**Text passage**
════════
The Consumer Price Index (CPI) rose 1.6% year over year in September, the slowest pace since February 2021 and down from a 2.0% gain in August 2024. The main contributor to headline deceleration was lower year-over-year gasoline prices in September (-10.7%) compared with August (-5.1%). The all-items CPI, excluding gasoline, rose 2.2% in September, matching the increase in August for this measure.
Although the rate at which prices increase has slowed, price levels remain elevated. Compared with September 2021, the CPI rose 12.7% in September. Canadians continue to feel the impact of higher price levels for day-to-day basics such as rent (+21.0%) and food purchased from stores (+20.7%), which increased during that same 3-year period.
The CPI fell 0.4% in September after a 0.2% decline in August. Lower gasoline prices led to both the monthly and yearly movement in September. On a seasonally adjusted monthly basis, the CPI remained unchanged at 0.0%.
The central bank’s two core inflation measures remain sticky. Both measures were unchanged in September (see chart below). According to Bloomberg calculations, a three-month moving average of those measures fell to an annualized pace of 2.1% from 2.3% in August.
According to Bloomberg News, “After the release, traders in overnight swaps upped their bets that the Bank of Canada will opt for a larger rate cut at next week’s decision, putting the odds of a half-percentage-point reduction at about 75%. Previously, the odds were around 50%.” The Canadian dollar weakened further on the news relative to the greenback. The loonie has fallen for ten days, the longest streak since 2017. Canadian debt rallied across the yield curve, outperforming US Treasuries and pushing the two-year Canada benchmark yield to 3.03% and the 5-year bond yield to 2.92% by mid-day.
Tuesday’s data marks the first time since February 2021 that inflation is below the central bank’s 2% target and is the ninth straight month of headline rates running within its target range.
With inflationary pressures continuing to ebb and policymakers focusing more on preserving economic growth, the data give the central bank options to reduce rates quicker after cutting borrowing costs at 25 basis points at the past three meetings.
════════
**Instructions for the task**
Copy out the entire passage above on Canada's September Consumer Price Index, word for word and without alteration.
════════
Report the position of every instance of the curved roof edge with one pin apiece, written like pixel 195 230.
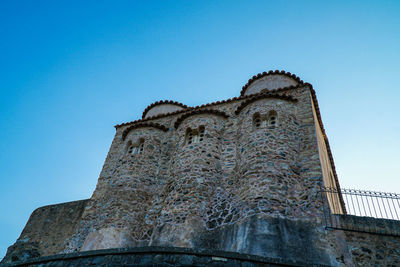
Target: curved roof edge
pixel 262 96
pixel 271 72
pixel 162 102
pixel 229 100
pixel 198 112
pixel 142 125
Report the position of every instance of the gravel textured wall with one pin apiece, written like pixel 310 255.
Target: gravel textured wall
pixel 241 187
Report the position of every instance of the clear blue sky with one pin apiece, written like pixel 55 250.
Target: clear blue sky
pixel 71 70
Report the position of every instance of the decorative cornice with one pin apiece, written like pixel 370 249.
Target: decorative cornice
pixel 229 100
pixel 198 112
pixel 162 102
pixel 142 125
pixel 260 75
pixel 262 96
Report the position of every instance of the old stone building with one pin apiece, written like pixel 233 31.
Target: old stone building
pixel 229 183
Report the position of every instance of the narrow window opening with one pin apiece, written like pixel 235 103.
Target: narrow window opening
pixel 137 148
pixel 257 120
pixel 195 136
pixel 272 118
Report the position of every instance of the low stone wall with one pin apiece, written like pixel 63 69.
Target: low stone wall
pixel 158 256
pixel 46 230
pixel 381 248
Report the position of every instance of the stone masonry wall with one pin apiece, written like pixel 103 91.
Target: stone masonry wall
pixel 47 230
pixel 176 194
pixel 241 189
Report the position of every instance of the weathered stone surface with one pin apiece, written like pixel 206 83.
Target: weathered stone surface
pixel 47 230
pixel 239 186
pixel 160 256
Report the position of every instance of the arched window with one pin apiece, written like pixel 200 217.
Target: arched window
pixel 272 118
pixel 257 120
pixel 195 136
pixel 137 148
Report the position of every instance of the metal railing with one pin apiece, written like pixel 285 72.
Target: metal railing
pixel 361 209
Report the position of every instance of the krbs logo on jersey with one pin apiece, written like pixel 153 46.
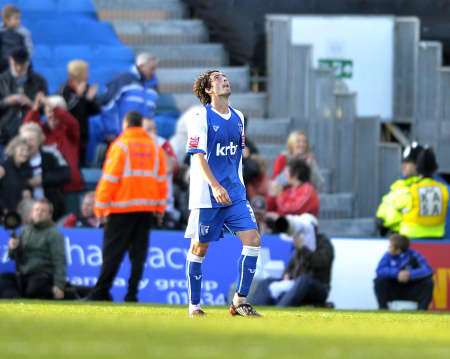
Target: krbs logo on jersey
pixel 231 149
pixel 204 230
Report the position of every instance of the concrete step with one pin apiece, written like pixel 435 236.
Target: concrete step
pixel 250 103
pixel 162 32
pixel 336 205
pixel 140 9
pixel 180 80
pixel 188 55
pixel 268 130
pixel 355 227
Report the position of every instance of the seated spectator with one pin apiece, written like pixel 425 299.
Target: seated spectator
pixel 86 216
pixel 15 173
pixel 135 90
pixel 306 280
pixel 39 252
pixel 81 100
pixel 416 205
pixel 60 129
pixel 50 169
pixel 12 35
pixel 255 175
pixel 299 196
pixel 18 88
pixel 403 274
pixel 297 147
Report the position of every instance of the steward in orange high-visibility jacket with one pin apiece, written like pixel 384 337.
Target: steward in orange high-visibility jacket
pixel 134 176
pixel 130 196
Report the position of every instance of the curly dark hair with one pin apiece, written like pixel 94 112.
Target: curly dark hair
pixel 203 82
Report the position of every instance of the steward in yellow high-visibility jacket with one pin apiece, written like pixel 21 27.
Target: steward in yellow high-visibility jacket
pixel 416 207
pixel 130 195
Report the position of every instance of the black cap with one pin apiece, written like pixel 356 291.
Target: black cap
pixel 20 55
pixel 412 152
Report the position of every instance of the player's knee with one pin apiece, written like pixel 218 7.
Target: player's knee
pixel 199 249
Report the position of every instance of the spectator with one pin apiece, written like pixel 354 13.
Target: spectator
pixel 39 252
pixel 297 147
pixel 416 205
pixel 81 100
pixel 50 170
pixel 299 196
pixel 15 173
pixel 86 216
pixel 172 215
pixel 307 278
pixel 403 274
pixel 18 89
pixel 60 129
pixel 135 90
pixel 12 35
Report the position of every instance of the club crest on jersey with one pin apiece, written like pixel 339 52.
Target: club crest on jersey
pixel 193 142
pixel 204 230
pixel 231 149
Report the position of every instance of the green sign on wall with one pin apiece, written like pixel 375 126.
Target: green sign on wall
pixel 343 68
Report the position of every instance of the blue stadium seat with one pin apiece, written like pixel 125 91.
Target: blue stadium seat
pixel 38 5
pixel 85 7
pixel 43 54
pixel 73 31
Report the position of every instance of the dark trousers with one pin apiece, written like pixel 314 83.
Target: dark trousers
pixel 123 232
pixel 36 286
pixel 420 291
pixel 8 286
pixel 306 291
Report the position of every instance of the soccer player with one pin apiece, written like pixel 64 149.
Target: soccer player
pixel 217 197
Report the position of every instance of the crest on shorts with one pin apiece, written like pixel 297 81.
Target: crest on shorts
pixel 193 142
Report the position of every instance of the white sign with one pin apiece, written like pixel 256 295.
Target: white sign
pixel 361 49
pixel 355 262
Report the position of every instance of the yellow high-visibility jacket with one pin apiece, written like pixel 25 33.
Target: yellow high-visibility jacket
pixel 415 207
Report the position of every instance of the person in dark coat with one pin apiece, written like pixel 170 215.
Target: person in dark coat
pixel 50 170
pixel 15 172
pixel 81 100
pixel 19 86
pixel 403 274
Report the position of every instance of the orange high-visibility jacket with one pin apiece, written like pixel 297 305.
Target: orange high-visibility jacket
pixel 134 176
════════
**Exercise response**
The Consumer Price Index (CPI) rose 1.6% year over year in September, the slowest pace since February 2021 and down from a 2.0% gain in August 2024. The main contributor to headline deceleration was lower year-over-year gasoline prices in September (-10.7%) compared with August (-5.1%). The all-items CPI, excluding gasoline, rose 2.2% in September, matching the increase in August for this measure.
Although the rate at which prices increase has slowed, price levels remain elevated. Compared with September 2021, the CPI rose 12.7% in September. Canadians continue to feel the impact of higher price levels for day-to-day basics such as rent (+21.0%) and food purchased from stores (+20.7%), which increased during that same 3-year period.
The CPI fell 0.4% in September after a 0.2% decline in August. Lower gasoline prices led to both the monthly and yearly movement in September. On a seasonally adjusted monthly basis, the CPI remained unchanged at 0.0%.
The central bank’s two core inflation measures remain sticky. Both measures were unchanged in September (see chart below). According to Bloomberg calculations, a three-month moving average of those measures fell to an annualized pace of 2.1% from 2.3% in August.
According to Bloomberg News, “After the release, traders in overnight swaps upped their bets that the Bank of Canada will opt for a larger rate cut at next week’s decision, putting the odds of a half-percentage-point reduction at about 75%. Previously, the odds were around 50%.” The Canadian dollar weakened further on the news relative to the greenback. The loonie has fallen for ten days, the longest streak since 2017. Canadian debt rallied across the yield curve, outperforming US Treasuries and pushing the two-year Canada benchmark yield to 3.03% and the 5-year bond yield to 2.92% by mid-day.
Tuesday’s data marks the first time since February 2021 that inflation is below the central bank’s 2% target and is the ninth straight month of headline rates running within its target range.
With inflationary pressures continuing to ebb and policymakers focusing more on preserving economic growth, the data give the central bank options to reduce rates quicker after cutting borrowing costs at 25 basis points at the past three meetings.